**Problems to work on:**
A. In the account of the child's trip to the doctor, how many nappies were packed?
B. Reproduce word for word the part of the account of the child's trip to the doctor that runs from "When we get" to "to carry everywhere.".
START Extract to read
So, I dash to pick madam up after packing sustenance, 15 nappies (I’m not kidding, when she has the poos, she has the POOS!), two extra pairs of trousers and a couple of carrier bags for her to sit on.  I once again expected her to be pale, grumpy and lethargic when I got there but instead she bounds up to me smiling.  She doesn’t look like an ill child. Nothing like an ill child in fact.  I don’t get it, but I was glad I had booked the Drs appointment as maybe they would be able to shed some light on her runny bottom.

I drove straight from the Childminders to the Drs, throwing caution to the wind by not putting any protection on my car seats and had to park half a mile from the surgery.  Well, not exactly half a mile away but far enough to piss me off.  It then took me at least 10 minutes to shoehorn everything into the worlds smallest shopping basket and unload two children, one of whom is repeatedly telling me we are going to see the Dr and actually looking quite excited about it.

When we get to the waiting room, I get the forms to register O as a patient (naughty mummy hadn’t had time to do this) and book her in.  There’s a lovely gent sat next to us who she manages to charm to the point where he gets her a pen when failmummy can’t find the crayons I try to carry everywhere.

We get called in and the Dr pokes and prods her belly which makes her cry, takes her temperature and concludes she’s possibly got a tummy bug but everything is normal.  Come back on Monday if she’s still running.
END Extract to read
START Exercise data
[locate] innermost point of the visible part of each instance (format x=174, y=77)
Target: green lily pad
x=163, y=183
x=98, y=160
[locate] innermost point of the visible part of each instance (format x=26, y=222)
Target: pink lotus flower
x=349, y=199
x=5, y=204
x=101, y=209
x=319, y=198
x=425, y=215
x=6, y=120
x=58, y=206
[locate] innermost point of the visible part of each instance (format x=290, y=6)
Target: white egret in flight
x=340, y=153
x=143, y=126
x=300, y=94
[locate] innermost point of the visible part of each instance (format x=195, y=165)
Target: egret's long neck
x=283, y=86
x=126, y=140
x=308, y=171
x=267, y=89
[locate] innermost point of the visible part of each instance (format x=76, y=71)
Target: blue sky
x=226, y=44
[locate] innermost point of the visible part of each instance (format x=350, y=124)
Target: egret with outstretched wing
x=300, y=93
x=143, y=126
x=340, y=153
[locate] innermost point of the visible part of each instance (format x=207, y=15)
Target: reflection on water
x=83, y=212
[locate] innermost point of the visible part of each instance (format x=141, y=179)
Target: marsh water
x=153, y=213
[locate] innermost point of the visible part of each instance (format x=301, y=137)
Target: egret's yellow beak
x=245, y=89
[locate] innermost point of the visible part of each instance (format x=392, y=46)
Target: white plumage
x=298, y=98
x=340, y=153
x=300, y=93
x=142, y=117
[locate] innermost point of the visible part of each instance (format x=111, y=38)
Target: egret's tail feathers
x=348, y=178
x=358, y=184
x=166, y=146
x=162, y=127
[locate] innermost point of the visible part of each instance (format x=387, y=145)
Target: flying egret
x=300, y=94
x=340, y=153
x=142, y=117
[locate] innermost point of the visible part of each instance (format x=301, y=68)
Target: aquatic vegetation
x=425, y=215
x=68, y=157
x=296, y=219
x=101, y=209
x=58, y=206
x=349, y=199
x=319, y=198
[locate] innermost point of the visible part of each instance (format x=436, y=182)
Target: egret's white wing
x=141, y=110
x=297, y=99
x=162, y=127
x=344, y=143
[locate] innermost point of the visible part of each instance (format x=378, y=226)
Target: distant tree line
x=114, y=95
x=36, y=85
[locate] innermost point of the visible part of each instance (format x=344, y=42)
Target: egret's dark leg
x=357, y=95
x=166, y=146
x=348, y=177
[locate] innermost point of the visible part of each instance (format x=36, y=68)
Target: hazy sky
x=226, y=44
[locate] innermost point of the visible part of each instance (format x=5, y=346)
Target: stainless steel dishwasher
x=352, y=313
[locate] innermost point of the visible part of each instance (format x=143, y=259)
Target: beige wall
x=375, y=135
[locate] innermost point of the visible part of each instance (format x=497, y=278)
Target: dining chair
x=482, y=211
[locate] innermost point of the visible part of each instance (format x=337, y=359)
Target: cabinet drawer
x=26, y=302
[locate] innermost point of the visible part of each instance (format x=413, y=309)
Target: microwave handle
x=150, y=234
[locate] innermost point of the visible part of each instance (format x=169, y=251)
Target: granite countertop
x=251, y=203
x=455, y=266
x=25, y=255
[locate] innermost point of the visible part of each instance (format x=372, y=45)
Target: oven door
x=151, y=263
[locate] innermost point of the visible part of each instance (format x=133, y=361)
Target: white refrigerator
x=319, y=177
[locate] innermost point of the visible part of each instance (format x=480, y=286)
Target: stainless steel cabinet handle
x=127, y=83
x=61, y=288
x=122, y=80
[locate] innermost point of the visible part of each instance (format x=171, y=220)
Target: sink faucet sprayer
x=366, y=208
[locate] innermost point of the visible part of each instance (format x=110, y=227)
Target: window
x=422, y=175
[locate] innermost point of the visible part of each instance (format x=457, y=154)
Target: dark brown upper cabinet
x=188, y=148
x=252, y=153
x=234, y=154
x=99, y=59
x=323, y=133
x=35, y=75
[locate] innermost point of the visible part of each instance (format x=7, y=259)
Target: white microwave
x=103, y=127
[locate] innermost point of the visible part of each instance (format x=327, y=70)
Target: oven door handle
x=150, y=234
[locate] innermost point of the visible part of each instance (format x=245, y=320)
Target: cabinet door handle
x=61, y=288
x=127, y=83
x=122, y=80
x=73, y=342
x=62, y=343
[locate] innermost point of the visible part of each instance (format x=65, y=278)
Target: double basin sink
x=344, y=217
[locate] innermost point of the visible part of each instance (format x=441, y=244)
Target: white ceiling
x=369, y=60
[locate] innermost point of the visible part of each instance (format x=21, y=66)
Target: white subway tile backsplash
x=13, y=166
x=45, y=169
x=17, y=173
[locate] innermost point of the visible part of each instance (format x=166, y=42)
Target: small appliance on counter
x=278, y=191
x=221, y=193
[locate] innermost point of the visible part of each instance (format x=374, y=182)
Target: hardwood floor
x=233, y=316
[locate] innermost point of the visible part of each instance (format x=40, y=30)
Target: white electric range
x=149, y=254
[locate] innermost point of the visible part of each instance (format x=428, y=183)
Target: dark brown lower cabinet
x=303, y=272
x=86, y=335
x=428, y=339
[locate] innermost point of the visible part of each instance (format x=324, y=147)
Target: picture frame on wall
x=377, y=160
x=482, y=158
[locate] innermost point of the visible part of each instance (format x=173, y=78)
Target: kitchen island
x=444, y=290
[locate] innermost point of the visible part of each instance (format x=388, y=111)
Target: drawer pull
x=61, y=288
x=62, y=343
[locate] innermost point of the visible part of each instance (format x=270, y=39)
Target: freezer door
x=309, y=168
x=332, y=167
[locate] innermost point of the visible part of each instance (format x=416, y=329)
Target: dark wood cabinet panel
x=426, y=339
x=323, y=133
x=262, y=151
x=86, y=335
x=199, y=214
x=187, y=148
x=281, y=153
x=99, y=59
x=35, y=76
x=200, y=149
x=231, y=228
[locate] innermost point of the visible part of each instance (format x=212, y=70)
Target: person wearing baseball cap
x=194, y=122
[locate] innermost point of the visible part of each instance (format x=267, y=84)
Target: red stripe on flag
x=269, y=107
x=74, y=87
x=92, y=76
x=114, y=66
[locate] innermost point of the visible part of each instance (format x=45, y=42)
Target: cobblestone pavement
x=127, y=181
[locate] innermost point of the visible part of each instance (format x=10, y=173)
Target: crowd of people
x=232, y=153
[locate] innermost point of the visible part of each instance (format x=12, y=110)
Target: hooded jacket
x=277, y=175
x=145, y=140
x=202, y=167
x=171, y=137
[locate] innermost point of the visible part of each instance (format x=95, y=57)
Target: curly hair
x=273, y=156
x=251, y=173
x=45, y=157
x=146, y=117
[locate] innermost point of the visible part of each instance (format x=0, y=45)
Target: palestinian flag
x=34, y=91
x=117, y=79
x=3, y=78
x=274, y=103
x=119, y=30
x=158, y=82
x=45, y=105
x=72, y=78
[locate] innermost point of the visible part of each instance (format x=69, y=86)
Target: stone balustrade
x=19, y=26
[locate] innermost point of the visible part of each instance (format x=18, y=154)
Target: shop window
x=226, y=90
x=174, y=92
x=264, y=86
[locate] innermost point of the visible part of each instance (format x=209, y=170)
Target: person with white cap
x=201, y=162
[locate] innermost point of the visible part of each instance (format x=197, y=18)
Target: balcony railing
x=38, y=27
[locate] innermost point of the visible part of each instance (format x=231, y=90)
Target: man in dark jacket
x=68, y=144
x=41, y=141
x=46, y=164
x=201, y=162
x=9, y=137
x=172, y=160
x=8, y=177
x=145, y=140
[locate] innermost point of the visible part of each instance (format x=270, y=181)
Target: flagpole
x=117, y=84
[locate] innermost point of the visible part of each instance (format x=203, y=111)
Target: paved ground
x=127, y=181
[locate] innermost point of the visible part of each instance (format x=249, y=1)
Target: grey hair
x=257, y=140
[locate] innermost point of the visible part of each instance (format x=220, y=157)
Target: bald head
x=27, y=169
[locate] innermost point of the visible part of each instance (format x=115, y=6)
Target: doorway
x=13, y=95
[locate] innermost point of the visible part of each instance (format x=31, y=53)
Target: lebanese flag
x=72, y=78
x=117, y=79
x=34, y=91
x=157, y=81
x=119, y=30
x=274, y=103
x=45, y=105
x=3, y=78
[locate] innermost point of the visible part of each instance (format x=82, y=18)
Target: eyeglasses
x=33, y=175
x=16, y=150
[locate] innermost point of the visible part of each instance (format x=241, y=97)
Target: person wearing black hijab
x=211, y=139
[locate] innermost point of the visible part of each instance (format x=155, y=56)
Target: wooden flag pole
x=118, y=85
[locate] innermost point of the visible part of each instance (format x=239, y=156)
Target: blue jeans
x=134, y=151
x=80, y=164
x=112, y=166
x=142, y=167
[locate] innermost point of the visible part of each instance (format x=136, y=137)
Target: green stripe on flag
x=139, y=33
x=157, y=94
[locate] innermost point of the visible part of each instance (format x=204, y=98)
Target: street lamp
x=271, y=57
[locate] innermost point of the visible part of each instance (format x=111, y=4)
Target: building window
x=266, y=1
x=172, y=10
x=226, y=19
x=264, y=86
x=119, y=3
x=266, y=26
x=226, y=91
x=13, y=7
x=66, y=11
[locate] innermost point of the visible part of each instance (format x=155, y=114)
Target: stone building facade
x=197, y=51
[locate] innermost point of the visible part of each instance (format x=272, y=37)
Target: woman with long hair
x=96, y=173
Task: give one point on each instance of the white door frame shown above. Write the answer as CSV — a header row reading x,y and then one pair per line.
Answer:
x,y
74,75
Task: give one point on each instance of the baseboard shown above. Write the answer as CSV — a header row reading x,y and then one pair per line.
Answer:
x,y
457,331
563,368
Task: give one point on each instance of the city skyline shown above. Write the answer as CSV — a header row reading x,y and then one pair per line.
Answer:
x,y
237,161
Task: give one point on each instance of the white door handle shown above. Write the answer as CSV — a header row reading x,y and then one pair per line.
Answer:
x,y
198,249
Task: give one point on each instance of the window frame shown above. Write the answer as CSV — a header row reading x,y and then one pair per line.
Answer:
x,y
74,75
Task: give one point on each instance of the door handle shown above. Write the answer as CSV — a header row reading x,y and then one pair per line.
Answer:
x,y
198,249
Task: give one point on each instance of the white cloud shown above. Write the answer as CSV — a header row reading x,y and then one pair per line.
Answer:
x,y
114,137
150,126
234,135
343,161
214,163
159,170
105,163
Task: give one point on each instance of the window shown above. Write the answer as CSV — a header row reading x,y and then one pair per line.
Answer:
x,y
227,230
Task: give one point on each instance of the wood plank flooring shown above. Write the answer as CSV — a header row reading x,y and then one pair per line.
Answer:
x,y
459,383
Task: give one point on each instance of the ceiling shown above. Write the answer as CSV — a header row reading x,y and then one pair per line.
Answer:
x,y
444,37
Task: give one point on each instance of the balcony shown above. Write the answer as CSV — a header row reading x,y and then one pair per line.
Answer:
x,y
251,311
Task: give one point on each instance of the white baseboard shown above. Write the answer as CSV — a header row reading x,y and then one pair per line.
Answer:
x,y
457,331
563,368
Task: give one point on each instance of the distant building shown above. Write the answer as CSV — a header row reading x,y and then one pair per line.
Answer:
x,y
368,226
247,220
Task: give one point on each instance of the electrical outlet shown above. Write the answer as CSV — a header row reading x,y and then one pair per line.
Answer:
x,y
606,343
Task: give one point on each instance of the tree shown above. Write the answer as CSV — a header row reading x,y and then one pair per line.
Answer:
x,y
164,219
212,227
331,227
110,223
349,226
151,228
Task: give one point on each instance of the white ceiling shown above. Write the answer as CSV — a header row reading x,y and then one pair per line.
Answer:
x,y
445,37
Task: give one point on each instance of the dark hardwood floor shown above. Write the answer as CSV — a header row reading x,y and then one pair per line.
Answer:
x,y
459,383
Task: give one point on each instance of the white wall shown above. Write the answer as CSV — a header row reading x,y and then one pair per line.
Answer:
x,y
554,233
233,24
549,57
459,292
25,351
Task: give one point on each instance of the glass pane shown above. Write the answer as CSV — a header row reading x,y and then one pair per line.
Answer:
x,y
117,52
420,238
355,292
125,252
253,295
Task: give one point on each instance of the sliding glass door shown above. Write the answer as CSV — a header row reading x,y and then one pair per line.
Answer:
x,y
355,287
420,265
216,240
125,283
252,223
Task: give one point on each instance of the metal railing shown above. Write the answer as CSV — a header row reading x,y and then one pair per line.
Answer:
END Exercise data
**Responses:**
A. 15 nappies.

B.
When we get to the waiting room, I get the forms to register O as a patient (naughty mummy hadn’t had time to do this) and book her in.  There’s a lovely gent sat next to us who she manages to charm to the point where he gets her a pen when failmummy can’t find the crayons I try to carry everywhere.